--- START Task data ---
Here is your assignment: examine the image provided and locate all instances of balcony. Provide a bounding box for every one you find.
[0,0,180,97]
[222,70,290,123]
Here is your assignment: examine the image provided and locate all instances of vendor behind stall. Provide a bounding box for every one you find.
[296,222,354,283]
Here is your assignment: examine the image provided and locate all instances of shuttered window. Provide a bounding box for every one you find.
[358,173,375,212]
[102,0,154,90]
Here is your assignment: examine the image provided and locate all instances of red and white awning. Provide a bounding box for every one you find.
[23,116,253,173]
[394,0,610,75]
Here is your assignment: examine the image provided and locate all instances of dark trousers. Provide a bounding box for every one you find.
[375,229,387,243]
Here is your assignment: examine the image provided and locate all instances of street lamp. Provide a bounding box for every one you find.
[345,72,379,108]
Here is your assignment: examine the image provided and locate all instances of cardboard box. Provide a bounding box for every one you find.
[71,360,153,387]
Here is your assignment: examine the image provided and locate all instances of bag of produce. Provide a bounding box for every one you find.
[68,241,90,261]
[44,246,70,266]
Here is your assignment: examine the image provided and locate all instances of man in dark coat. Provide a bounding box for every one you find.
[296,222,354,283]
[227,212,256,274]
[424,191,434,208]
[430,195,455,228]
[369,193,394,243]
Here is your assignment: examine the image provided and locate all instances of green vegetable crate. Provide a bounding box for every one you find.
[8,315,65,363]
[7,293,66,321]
--- END Task data ---
--- START Task data ---
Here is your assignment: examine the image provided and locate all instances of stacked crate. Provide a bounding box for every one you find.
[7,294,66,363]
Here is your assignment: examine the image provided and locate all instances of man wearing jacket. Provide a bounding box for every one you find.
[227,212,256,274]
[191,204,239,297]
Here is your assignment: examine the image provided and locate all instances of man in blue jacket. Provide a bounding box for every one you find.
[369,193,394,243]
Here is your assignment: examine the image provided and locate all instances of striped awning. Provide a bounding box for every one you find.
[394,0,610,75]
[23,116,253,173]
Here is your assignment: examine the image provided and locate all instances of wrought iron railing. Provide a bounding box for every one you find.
--- END Task data ---
--- START Task data ---
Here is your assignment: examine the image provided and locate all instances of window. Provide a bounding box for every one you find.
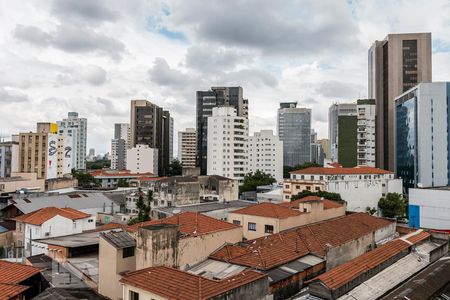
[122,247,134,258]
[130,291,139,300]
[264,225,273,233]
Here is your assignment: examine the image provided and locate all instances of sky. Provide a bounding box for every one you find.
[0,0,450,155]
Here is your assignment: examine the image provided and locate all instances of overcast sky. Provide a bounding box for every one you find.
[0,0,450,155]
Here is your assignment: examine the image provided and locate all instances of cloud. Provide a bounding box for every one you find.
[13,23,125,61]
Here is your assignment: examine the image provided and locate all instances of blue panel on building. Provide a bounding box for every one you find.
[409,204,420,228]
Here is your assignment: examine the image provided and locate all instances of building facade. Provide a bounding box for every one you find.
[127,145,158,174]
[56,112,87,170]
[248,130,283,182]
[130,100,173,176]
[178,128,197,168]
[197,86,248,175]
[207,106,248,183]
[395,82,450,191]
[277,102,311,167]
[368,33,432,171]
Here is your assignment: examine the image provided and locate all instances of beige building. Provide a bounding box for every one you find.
--- END Task data ---
§ **Job**:
Reproduce everything in the records from the line containing "instances of stacked" down to the line containing "[7,294,66,363]", including both of those lines.

§ **Written solution**:
Here is your assignment: examine the image provided and locate all instances of stacked crate. Provide a bounding box for every one you find.
[7,294,66,363]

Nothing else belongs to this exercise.